____ The records

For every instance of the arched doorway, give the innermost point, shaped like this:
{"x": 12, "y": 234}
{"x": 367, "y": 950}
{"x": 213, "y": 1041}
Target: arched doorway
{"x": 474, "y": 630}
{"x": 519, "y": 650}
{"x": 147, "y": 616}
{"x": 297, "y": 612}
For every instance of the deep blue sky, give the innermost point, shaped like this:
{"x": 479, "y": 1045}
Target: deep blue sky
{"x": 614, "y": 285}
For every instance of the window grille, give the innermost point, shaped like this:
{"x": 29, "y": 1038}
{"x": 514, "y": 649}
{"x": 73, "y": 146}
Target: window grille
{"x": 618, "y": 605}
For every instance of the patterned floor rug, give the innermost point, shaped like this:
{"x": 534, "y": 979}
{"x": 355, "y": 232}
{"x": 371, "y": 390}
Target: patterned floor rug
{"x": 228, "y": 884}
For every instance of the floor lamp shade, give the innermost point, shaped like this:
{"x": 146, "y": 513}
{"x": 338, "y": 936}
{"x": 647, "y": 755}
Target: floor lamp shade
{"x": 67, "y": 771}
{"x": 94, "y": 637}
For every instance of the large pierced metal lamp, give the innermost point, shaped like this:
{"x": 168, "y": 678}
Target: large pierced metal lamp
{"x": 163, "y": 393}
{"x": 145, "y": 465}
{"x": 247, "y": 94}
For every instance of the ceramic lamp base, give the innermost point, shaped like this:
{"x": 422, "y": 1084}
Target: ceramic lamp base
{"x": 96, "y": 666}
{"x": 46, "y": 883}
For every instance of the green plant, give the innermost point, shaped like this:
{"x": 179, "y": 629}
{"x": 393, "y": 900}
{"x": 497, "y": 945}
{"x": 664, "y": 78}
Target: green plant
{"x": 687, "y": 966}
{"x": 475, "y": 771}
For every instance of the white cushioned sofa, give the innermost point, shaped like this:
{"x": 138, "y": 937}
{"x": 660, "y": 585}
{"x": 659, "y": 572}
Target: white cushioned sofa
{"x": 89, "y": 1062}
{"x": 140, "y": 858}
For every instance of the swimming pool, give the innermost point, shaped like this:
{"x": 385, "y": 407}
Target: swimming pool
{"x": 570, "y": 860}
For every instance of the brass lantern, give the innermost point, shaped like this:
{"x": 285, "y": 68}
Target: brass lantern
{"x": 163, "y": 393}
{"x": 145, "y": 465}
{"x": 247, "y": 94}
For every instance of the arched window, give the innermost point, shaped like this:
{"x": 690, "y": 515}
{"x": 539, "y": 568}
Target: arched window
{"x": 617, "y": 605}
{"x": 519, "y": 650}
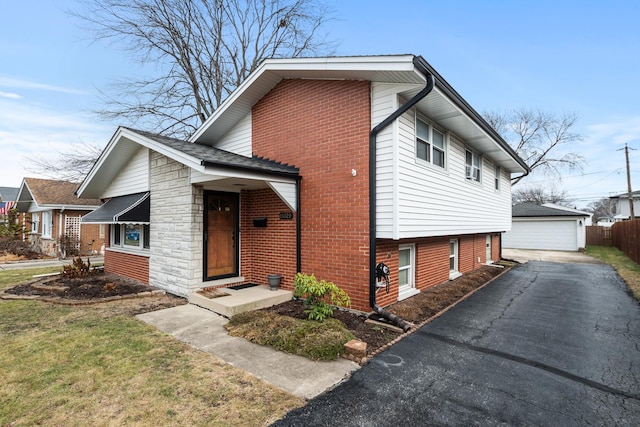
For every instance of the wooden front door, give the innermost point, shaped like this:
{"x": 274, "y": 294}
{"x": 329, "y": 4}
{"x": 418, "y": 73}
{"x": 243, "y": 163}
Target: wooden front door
{"x": 221, "y": 235}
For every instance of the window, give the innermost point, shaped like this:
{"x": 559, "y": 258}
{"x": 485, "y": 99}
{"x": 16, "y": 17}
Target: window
{"x": 472, "y": 168}
{"x": 430, "y": 144}
{"x": 35, "y": 222}
{"x": 46, "y": 224}
{"x": 405, "y": 271}
{"x": 453, "y": 256}
{"x": 130, "y": 236}
{"x": 115, "y": 235}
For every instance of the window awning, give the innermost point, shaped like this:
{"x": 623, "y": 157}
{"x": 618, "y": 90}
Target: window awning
{"x": 129, "y": 209}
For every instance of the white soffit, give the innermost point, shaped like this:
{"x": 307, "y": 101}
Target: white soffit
{"x": 287, "y": 192}
{"x": 393, "y": 68}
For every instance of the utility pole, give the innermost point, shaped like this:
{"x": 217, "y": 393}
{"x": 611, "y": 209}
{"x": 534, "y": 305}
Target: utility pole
{"x": 629, "y": 191}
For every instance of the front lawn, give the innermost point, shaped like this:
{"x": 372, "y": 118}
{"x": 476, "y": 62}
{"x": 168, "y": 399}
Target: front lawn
{"x": 627, "y": 269}
{"x": 98, "y": 365}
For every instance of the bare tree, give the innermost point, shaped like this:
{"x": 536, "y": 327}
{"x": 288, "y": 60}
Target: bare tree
{"x": 200, "y": 51}
{"x": 70, "y": 165}
{"x": 602, "y": 208}
{"x": 540, "y": 195}
{"x": 539, "y": 138}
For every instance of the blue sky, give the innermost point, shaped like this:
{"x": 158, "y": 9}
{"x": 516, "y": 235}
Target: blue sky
{"x": 577, "y": 56}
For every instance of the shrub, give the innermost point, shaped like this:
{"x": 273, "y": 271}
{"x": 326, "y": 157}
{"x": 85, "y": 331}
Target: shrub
{"x": 316, "y": 293}
{"x": 79, "y": 268}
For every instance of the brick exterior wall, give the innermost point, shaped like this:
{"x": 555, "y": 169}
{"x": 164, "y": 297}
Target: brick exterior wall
{"x": 322, "y": 127}
{"x": 472, "y": 252}
{"x": 128, "y": 265}
{"x": 268, "y": 250}
{"x": 432, "y": 260}
{"x": 50, "y": 245}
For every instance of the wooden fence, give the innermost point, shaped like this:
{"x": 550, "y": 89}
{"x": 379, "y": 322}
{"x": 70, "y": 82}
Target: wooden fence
{"x": 598, "y": 236}
{"x": 626, "y": 237}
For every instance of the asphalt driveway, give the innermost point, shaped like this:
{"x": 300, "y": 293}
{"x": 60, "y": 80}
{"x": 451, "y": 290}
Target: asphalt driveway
{"x": 545, "y": 344}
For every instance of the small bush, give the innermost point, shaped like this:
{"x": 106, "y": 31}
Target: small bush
{"x": 79, "y": 268}
{"x": 313, "y": 340}
{"x": 316, "y": 293}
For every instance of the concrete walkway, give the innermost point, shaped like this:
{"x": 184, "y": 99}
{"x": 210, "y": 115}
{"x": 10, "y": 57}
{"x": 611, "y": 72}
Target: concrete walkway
{"x": 204, "y": 330}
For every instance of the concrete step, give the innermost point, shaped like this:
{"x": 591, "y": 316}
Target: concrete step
{"x": 238, "y": 301}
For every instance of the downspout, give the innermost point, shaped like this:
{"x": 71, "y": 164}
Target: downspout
{"x": 373, "y": 135}
{"x": 298, "y": 228}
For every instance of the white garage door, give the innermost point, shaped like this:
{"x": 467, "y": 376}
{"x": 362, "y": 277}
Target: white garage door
{"x": 549, "y": 235}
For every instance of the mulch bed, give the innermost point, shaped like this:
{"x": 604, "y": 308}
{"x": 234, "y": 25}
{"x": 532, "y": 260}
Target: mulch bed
{"x": 416, "y": 309}
{"x": 96, "y": 286}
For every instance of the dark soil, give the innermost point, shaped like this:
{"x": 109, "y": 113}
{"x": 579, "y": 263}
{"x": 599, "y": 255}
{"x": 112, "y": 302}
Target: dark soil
{"x": 375, "y": 336}
{"x": 96, "y": 286}
{"x": 416, "y": 309}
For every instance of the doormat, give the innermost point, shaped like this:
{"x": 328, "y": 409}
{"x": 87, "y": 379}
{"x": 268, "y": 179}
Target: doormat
{"x": 244, "y": 286}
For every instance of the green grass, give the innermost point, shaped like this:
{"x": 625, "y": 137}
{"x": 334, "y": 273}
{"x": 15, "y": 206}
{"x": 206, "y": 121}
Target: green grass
{"x": 626, "y": 268}
{"x": 311, "y": 339}
{"x": 89, "y": 365}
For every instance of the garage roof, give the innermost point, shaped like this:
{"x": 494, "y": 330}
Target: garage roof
{"x": 534, "y": 210}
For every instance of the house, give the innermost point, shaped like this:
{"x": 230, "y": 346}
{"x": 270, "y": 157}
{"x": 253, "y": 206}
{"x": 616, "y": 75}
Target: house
{"x": 315, "y": 165}
{"x": 8, "y": 197}
{"x": 53, "y": 215}
{"x": 547, "y": 227}
{"x": 623, "y": 208}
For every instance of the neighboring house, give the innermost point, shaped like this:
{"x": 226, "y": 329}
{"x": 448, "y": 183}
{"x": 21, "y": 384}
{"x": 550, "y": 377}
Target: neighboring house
{"x": 623, "y": 209}
{"x": 316, "y": 165}
{"x": 547, "y": 227}
{"x": 52, "y": 219}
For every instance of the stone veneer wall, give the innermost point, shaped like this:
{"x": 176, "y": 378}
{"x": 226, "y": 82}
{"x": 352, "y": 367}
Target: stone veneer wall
{"x": 176, "y": 226}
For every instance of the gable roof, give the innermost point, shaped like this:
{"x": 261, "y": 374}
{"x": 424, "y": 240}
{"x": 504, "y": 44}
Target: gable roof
{"x": 211, "y": 156}
{"x": 125, "y": 142}
{"x": 9, "y": 194}
{"x": 52, "y": 194}
{"x": 534, "y": 210}
{"x": 443, "y": 104}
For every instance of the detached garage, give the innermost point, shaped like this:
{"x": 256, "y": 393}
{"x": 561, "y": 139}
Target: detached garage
{"x": 546, "y": 227}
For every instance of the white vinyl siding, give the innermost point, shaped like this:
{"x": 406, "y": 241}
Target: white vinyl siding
{"x": 420, "y": 200}
{"x": 134, "y": 177}
{"x": 238, "y": 139}
{"x": 35, "y": 222}
{"x": 384, "y": 102}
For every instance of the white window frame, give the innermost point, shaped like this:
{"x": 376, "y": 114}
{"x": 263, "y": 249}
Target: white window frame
{"x": 47, "y": 223}
{"x": 35, "y": 222}
{"x": 453, "y": 273}
{"x": 430, "y": 146}
{"x": 473, "y": 170}
{"x": 409, "y": 289}
{"x": 117, "y": 237}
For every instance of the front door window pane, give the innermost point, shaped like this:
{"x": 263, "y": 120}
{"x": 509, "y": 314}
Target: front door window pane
{"x": 405, "y": 257}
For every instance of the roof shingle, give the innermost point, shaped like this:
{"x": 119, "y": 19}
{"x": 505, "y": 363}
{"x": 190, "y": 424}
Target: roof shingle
{"x": 52, "y": 192}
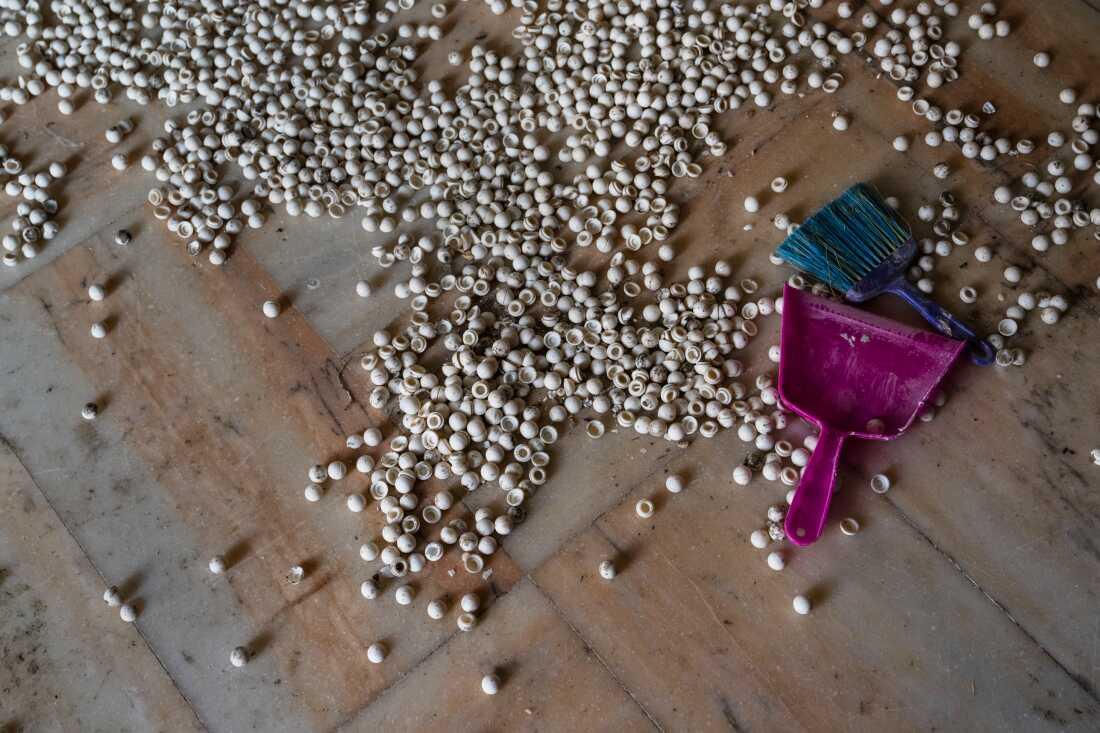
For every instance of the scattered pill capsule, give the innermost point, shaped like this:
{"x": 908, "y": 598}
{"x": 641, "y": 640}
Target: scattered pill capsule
{"x": 337, "y": 470}
{"x": 404, "y": 594}
{"x": 376, "y": 653}
{"x": 111, "y": 597}
{"x": 491, "y": 684}
{"x": 437, "y": 609}
{"x": 239, "y": 656}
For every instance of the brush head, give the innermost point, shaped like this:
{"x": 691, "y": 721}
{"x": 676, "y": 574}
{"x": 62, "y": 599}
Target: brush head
{"x": 847, "y": 239}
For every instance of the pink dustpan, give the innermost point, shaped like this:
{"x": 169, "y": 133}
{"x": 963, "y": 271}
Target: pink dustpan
{"x": 853, "y": 374}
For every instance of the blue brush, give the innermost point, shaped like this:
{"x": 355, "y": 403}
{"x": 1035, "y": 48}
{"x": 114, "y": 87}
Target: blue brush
{"x": 860, "y": 245}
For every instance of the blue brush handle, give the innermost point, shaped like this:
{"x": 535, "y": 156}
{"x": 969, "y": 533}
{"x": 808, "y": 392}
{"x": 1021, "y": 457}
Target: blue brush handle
{"x": 981, "y": 352}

________

Copy out the material verbatim, starting at the line that contains "For every instance of the blue brush, give" and ending at the last line of the material.

*Solution to the exercise*:
For every instance of the blue brush, give the innermost point, shaped like this:
{"x": 355, "y": 403}
{"x": 1035, "y": 48}
{"x": 114, "y": 87}
Target: blue brush
{"x": 860, "y": 245}
For every instance of the blue brush handle, give the innermost point, shaped like this:
{"x": 535, "y": 156}
{"x": 969, "y": 533}
{"x": 808, "y": 392}
{"x": 1021, "y": 457}
Target: blue brush handle
{"x": 981, "y": 352}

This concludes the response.